Look through the lines below and extract each one that contains "floor".

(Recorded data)
= Beginning of Section =
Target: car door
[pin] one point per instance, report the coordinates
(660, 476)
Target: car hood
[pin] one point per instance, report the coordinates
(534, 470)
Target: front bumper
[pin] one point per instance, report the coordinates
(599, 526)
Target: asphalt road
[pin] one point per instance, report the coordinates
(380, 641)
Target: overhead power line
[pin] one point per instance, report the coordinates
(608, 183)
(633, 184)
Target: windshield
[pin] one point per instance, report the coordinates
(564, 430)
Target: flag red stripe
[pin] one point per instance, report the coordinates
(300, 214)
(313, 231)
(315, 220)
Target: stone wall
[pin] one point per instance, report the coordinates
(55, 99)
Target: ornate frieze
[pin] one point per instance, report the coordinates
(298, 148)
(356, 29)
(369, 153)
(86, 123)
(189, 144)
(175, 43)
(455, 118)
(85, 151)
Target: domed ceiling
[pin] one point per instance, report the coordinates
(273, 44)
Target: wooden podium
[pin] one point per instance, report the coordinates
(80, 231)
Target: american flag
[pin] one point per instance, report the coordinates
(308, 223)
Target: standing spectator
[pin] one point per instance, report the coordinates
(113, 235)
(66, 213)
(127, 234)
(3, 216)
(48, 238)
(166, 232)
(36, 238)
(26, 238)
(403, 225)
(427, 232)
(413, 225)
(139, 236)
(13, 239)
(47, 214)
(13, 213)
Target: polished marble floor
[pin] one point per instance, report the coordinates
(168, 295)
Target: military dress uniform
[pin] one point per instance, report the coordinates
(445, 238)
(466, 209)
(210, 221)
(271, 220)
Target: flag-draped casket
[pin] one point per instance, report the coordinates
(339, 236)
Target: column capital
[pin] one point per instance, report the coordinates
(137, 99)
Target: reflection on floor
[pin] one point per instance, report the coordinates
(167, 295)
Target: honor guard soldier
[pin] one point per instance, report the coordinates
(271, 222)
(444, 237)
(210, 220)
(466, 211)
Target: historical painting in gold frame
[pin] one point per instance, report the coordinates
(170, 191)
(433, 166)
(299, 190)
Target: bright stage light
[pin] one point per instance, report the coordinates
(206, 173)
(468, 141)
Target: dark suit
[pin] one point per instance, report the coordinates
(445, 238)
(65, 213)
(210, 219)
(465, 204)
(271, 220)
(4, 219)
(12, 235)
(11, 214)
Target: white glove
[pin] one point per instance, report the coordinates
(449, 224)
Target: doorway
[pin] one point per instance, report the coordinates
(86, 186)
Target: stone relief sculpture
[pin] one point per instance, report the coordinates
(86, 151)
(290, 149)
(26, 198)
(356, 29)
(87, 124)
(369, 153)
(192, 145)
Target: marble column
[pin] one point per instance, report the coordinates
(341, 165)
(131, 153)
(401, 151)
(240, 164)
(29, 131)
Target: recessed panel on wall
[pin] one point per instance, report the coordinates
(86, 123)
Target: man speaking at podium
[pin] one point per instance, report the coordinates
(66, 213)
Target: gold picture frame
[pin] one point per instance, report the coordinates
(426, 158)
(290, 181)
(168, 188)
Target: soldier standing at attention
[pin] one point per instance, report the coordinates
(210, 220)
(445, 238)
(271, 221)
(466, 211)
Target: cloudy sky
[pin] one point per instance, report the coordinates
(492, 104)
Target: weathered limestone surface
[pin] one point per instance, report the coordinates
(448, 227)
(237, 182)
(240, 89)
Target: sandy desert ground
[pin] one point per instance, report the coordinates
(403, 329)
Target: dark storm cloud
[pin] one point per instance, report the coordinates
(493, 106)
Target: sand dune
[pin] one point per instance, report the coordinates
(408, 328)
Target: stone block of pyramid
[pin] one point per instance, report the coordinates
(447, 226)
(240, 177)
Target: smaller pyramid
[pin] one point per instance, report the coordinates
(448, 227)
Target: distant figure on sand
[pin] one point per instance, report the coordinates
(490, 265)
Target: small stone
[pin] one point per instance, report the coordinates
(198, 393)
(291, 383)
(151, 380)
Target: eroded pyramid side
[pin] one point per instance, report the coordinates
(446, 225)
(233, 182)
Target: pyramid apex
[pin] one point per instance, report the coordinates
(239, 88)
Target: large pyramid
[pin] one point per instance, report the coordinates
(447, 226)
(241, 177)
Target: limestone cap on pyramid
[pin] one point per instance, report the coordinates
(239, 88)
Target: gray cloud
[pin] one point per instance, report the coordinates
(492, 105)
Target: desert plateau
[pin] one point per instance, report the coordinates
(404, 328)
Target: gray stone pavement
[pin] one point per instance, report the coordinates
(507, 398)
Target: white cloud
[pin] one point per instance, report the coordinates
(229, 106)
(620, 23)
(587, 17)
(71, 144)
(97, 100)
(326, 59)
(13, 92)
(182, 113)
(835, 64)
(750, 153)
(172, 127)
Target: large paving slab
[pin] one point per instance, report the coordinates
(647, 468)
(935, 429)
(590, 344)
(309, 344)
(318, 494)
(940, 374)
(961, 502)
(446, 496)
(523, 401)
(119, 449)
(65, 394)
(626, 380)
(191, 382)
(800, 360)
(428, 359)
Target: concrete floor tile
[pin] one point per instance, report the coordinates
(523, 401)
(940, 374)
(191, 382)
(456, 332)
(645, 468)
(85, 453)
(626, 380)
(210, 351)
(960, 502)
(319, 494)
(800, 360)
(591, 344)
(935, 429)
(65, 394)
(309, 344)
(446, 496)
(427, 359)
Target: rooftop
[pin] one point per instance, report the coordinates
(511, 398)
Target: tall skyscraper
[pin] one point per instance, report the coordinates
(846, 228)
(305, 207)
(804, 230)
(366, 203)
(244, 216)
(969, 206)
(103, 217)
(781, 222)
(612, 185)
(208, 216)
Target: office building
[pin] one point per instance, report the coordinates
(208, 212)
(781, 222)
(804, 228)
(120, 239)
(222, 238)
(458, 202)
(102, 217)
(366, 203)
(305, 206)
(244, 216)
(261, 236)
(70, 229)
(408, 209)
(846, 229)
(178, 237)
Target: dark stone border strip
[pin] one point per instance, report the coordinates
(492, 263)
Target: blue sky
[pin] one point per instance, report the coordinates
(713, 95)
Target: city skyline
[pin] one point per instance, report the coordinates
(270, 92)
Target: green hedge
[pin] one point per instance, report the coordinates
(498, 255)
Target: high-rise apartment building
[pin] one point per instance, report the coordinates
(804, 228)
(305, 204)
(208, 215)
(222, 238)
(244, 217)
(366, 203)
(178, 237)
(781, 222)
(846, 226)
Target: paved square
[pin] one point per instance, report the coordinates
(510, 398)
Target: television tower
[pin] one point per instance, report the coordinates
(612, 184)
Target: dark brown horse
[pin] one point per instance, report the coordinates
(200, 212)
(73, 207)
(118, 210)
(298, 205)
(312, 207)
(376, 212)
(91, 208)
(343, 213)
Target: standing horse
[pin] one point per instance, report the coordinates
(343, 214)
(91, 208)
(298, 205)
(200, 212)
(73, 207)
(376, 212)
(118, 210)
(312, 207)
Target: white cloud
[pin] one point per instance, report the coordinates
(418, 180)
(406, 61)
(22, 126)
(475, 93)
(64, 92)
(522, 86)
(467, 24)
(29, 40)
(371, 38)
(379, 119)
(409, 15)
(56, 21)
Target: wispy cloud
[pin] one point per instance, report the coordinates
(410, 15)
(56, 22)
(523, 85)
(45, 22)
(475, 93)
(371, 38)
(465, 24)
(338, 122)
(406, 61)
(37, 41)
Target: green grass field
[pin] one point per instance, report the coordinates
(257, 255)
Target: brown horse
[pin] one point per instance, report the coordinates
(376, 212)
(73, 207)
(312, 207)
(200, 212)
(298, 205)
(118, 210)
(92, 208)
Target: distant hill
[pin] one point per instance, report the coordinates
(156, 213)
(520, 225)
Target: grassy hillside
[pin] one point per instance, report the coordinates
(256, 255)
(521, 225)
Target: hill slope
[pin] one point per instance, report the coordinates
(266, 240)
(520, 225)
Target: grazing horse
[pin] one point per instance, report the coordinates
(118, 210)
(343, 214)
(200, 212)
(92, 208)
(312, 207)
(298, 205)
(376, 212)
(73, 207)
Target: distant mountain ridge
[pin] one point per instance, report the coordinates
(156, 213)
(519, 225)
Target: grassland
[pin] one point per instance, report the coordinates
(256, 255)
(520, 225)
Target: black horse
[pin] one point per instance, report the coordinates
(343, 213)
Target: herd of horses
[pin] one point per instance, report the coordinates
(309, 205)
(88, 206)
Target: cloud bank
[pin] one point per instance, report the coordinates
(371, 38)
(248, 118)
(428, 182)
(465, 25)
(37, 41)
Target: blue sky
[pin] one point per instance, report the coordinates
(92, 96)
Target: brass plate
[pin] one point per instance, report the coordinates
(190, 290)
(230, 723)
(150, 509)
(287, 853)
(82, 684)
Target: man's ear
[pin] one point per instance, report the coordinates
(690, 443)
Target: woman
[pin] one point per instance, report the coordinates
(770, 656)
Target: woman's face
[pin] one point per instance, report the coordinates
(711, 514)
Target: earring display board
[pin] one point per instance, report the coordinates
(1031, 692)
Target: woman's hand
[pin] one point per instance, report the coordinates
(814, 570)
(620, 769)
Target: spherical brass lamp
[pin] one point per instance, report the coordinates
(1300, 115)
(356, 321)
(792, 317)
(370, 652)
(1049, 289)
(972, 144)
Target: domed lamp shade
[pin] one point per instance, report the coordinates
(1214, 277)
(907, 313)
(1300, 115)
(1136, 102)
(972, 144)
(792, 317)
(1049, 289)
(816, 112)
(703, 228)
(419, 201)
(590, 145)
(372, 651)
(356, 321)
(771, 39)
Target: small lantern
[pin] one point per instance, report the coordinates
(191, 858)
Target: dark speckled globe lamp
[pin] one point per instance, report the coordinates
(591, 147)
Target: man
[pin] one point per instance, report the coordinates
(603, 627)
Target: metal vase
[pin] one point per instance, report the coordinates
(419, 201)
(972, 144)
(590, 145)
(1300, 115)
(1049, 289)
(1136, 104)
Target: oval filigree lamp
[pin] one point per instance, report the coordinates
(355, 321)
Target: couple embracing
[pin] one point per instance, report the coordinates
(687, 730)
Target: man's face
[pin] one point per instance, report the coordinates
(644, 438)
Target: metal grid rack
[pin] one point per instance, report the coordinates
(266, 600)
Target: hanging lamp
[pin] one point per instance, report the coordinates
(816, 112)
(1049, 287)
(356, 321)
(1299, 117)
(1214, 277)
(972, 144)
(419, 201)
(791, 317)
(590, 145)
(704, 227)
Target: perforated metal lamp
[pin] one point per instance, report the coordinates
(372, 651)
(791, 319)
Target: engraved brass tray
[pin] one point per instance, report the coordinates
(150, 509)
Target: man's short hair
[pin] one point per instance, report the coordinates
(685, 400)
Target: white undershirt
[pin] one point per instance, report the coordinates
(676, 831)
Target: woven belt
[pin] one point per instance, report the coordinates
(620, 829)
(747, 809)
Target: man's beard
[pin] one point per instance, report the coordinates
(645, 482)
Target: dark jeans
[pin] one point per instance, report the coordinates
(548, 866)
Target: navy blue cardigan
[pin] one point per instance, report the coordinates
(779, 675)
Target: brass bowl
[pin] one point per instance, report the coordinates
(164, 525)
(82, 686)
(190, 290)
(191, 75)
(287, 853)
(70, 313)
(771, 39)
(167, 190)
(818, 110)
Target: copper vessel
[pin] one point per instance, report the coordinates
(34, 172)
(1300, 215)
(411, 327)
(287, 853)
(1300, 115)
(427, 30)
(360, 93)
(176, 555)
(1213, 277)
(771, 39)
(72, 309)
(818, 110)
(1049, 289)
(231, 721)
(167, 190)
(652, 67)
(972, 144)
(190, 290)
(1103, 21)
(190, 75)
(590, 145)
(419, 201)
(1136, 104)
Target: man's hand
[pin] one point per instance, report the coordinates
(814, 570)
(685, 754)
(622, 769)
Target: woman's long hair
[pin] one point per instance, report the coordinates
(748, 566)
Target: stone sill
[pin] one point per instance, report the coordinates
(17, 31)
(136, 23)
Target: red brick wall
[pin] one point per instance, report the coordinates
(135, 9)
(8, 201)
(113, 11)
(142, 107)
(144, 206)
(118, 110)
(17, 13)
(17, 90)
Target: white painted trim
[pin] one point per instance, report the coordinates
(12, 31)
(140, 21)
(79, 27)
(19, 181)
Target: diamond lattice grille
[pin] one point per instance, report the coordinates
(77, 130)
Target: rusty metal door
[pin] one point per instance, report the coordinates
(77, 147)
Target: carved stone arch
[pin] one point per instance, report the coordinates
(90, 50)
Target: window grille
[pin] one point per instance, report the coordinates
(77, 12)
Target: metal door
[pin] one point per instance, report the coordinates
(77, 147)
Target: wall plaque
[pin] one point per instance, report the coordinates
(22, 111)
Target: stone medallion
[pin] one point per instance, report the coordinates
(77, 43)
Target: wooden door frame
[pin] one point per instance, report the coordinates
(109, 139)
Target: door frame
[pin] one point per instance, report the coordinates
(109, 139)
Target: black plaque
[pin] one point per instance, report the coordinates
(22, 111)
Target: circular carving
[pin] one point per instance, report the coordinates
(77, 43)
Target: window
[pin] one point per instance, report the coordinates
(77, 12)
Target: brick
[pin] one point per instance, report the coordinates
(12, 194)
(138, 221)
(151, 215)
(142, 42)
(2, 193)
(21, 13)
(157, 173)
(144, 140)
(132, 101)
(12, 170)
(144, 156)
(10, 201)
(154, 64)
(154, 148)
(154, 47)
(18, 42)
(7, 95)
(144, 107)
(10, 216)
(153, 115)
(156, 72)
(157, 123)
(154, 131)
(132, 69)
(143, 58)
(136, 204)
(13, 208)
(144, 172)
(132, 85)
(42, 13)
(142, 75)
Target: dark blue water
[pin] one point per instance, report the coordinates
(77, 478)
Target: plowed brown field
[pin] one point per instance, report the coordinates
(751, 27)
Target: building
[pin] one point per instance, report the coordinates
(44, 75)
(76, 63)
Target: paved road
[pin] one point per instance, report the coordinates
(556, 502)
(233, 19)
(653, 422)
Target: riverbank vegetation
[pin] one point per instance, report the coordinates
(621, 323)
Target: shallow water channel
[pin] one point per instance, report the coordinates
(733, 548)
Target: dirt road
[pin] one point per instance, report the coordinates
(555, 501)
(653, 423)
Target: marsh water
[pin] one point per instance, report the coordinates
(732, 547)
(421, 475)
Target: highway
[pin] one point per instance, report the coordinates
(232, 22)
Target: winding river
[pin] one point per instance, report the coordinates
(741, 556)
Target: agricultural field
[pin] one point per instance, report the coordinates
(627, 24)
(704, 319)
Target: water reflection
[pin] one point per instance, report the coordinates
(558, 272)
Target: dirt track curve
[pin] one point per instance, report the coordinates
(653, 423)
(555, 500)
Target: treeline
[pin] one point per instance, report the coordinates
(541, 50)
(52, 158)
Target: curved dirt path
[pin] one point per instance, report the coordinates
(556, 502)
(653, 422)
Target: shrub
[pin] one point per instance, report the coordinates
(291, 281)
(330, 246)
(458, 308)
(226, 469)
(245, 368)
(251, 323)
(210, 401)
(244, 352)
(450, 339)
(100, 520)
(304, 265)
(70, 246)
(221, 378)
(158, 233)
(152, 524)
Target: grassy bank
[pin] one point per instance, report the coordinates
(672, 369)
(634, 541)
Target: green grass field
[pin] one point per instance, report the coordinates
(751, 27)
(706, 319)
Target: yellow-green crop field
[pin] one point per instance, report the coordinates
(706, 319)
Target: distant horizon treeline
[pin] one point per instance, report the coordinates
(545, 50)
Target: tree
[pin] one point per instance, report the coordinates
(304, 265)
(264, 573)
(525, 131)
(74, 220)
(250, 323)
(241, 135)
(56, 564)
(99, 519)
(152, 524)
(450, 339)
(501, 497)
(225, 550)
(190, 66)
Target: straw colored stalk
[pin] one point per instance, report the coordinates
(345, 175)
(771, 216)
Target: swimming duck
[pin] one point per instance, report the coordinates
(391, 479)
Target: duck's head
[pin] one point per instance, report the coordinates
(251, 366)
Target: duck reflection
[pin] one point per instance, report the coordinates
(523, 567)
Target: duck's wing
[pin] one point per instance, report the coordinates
= End of Section =
Task response -
Target: polished marble floor
Target: reflection on floor
Target: concrete floor tile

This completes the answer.